Input
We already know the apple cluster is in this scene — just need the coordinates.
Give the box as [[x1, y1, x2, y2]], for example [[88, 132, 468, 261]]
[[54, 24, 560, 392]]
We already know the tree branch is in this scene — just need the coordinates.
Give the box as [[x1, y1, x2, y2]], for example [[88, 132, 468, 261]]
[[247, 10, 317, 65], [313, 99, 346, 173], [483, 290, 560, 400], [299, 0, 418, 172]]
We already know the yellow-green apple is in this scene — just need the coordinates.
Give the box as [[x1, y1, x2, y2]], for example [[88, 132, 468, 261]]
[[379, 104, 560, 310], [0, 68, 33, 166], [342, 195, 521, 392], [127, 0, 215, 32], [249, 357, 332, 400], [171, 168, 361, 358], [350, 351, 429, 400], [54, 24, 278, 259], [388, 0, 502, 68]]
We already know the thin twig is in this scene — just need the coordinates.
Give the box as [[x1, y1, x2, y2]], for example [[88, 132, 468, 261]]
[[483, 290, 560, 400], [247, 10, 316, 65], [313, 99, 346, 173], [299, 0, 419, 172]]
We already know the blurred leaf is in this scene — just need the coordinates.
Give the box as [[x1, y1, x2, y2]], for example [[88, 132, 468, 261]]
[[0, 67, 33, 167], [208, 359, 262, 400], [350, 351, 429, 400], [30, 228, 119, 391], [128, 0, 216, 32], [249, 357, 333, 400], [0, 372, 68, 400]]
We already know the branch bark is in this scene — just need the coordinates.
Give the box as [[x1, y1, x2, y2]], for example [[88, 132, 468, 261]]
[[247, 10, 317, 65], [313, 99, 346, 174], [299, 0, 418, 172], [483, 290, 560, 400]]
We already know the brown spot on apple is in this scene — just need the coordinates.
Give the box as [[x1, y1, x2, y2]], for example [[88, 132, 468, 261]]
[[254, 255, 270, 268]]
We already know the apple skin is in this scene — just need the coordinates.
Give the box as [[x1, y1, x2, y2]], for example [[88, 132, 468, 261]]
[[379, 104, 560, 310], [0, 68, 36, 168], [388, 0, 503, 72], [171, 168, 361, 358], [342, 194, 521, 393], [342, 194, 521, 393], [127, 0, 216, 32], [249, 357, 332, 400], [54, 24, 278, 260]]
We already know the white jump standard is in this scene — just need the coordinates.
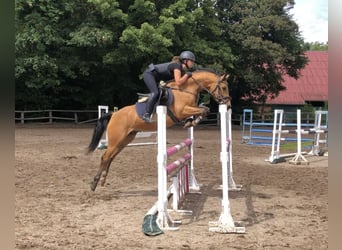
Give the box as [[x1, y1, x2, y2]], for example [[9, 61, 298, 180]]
[[209, 104, 246, 233], [144, 106, 199, 235]]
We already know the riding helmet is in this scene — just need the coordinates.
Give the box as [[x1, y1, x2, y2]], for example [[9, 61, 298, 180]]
[[179, 50, 195, 61]]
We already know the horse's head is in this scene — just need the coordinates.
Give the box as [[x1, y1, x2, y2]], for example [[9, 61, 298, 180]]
[[193, 70, 231, 108]]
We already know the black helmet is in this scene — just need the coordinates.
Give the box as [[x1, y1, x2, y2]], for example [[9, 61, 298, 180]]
[[179, 50, 195, 61]]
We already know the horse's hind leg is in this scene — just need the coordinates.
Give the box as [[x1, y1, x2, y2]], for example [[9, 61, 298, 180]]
[[90, 131, 137, 191]]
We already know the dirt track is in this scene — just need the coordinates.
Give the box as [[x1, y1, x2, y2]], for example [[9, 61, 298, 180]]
[[15, 125, 328, 250]]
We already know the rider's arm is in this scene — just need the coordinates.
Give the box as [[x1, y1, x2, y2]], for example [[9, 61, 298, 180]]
[[173, 69, 189, 86]]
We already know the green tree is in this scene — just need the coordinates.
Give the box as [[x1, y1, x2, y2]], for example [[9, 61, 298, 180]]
[[15, 0, 306, 112]]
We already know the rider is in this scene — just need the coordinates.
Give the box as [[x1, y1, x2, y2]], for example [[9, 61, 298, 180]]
[[142, 50, 195, 122]]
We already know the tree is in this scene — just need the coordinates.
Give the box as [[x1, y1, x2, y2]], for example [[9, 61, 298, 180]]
[[15, 0, 306, 112], [217, 0, 307, 111]]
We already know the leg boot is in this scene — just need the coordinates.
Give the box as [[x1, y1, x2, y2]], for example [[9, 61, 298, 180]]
[[142, 93, 158, 123]]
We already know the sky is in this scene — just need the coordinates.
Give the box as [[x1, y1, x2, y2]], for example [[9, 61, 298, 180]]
[[290, 0, 328, 43]]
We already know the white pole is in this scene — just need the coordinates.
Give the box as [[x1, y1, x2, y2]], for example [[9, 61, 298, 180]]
[[97, 105, 108, 148], [209, 104, 245, 233], [289, 109, 309, 165]]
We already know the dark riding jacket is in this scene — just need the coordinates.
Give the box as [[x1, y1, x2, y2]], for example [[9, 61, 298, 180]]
[[148, 62, 184, 81]]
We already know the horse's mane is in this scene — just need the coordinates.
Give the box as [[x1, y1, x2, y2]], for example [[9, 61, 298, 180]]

Description of the task
Rewrite all the records above, replacing every "this scene" with "this photo" and keeping everything else unchanged. Leave the pictures out.

Reply to the task
We already know the apple cluster is in this photo — just need the coordinates.
Give the box as [[x1, y1, x2, y2]], for example [[88, 132, 468, 261]]
[[54, 24, 560, 392]]
We already know the tree branch is in this photo — just need the coordinates.
Give the box as [[x1, y1, x2, y2]], for example [[88, 132, 468, 261]]
[[247, 10, 317, 65], [313, 99, 346, 173], [483, 290, 560, 400], [299, 0, 418, 172]]
We already know the yellow-green apple is in this photo — just need the coordinates.
Give the box as [[x1, y1, x2, y2]], for example [[88, 132, 468, 261]]
[[379, 104, 560, 310], [0, 68, 33, 166], [342, 195, 521, 392], [127, 0, 215, 32], [249, 357, 332, 400], [171, 168, 361, 358], [350, 351, 429, 400], [54, 24, 278, 259], [388, 0, 502, 68]]
We already know the thin twig is in this photo — just need the coordinates.
Give the box as [[x1, y1, x2, y2]], for example [[88, 132, 468, 261]]
[[483, 290, 560, 400], [247, 10, 316, 65], [313, 99, 346, 173], [299, 0, 419, 172]]
We already know the blurred leaf is in this photo — just need the coordinates.
Give the box as [[x1, y1, x2, y2]], for example [[88, 132, 468, 261]]
[[0, 67, 33, 167], [208, 359, 262, 400], [350, 351, 429, 400], [30, 228, 119, 391], [128, 0, 216, 32], [249, 357, 333, 400], [0, 372, 68, 400]]
We already know the branch bark is in this photo — just need the coordinates.
Give the box as [[x1, y1, x2, y2]], for example [[88, 132, 468, 261]]
[[247, 10, 317, 65], [313, 99, 346, 174], [299, 0, 418, 172], [483, 290, 560, 400]]
We already know the brown spot on apple is in this photo — just need the coordinates.
Give the box as [[x1, y1, x2, y2]], for example [[88, 132, 468, 261]]
[[254, 255, 270, 268]]
We already know the apple skin is in this photo — just need the coordinates.
Give the box as [[x1, y1, x2, y2]], for example [[88, 132, 468, 261]]
[[379, 104, 560, 310], [0, 68, 36, 168], [388, 0, 503, 72], [171, 168, 361, 358], [342, 194, 521, 393], [342, 194, 521, 393], [127, 0, 216, 32], [249, 357, 332, 400], [54, 24, 278, 260]]
We already know the white jump standard is in this photo — just need the coordinates.
Give the box as [[x1, y1, x2, y2]], for example [[9, 61, 298, 180]]
[[209, 104, 246, 233], [144, 106, 199, 235]]
We already know the riding helmet is in this photo — just need the coordinates.
Give the box as [[x1, y1, x2, y2]], for example [[9, 61, 298, 180]]
[[179, 50, 195, 61]]
We already know the horse's head is in this photo — just need the coordinates.
Give the box as [[x1, y1, x2, y2]], for example [[9, 61, 298, 180]]
[[193, 70, 231, 108]]
We already know the black helmet is in this photo — just need the coordinates.
Give the box as [[x1, y1, x2, y2]], for example [[9, 61, 298, 180]]
[[179, 50, 195, 61]]
We already know the horse's hind leg is in this photo — just need the coordinates.
Give the box as [[x1, y1, x2, y2]], for example [[9, 61, 298, 180]]
[[90, 131, 137, 191]]
We already know the dirt track is in this photo — just need the coordinates.
Give the box as [[x1, y1, x2, y2]], for example [[9, 61, 298, 180]]
[[15, 125, 328, 250]]
We already know the rider's arm is in this photo — just need the coordinates.
Give the box as [[x1, y1, x2, y2]], for example [[9, 61, 298, 180]]
[[173, 69, 189, 86]]
We already know the green tree is in this photo — just need the coordinates.
Give the box as [[x1, y1, x2, y2]], for example [[9, 61, 298, 180]]
[[15, 0, 306, 112]]
We already know the rider is in this photo — just need the coordinates.
Give the box as [[x1, y1, x2, y2]], for example [[9, 61, 298, 180]]
[[142, 50, 195, 122]]
We already know the tree is in this photo — just need the coordinates.
Give the box as [[x1, y1, x2, y2]], for example [[9, 61, 298, 180]]
[[15, 0, 306, 112], [217, 0, 307, 111]]
We already know the leg boot is in this photo — just need the coordinates.
Give the box as [[x1, y1, x2, y2]], for example [[9, 61, 298, 180]]
[[142, 93, 158, 123]]
We already know the sky is in this photo — just need the coordinates.
Give the box as [[x1, y1, x2, y2]], for example [[9, 61, 298, 180]]
[[290, 0, 328, 43]]
We already know the white pole is in this photo — just need the coordinates.
Give the box as [[x1, y1, x2, y2]], for example [[9, 61, 298, 180]]
[[97, 105, 108, 148], [209, 104, 245, 233], [289, 109, 309, 165]]
We already know the dark riding jacket is in this photo — just need the coordinates.
Give the box as [[x1, y1, x2, y2]], for example [[9, 61, 298, 180]]
[[148, 62, 184, 81]]
We already know the horse's mane is in this photo — just need the coordinates.
Give the box as [[x1, y1, x2, y2]], for example [[9, 61, 298, 180]]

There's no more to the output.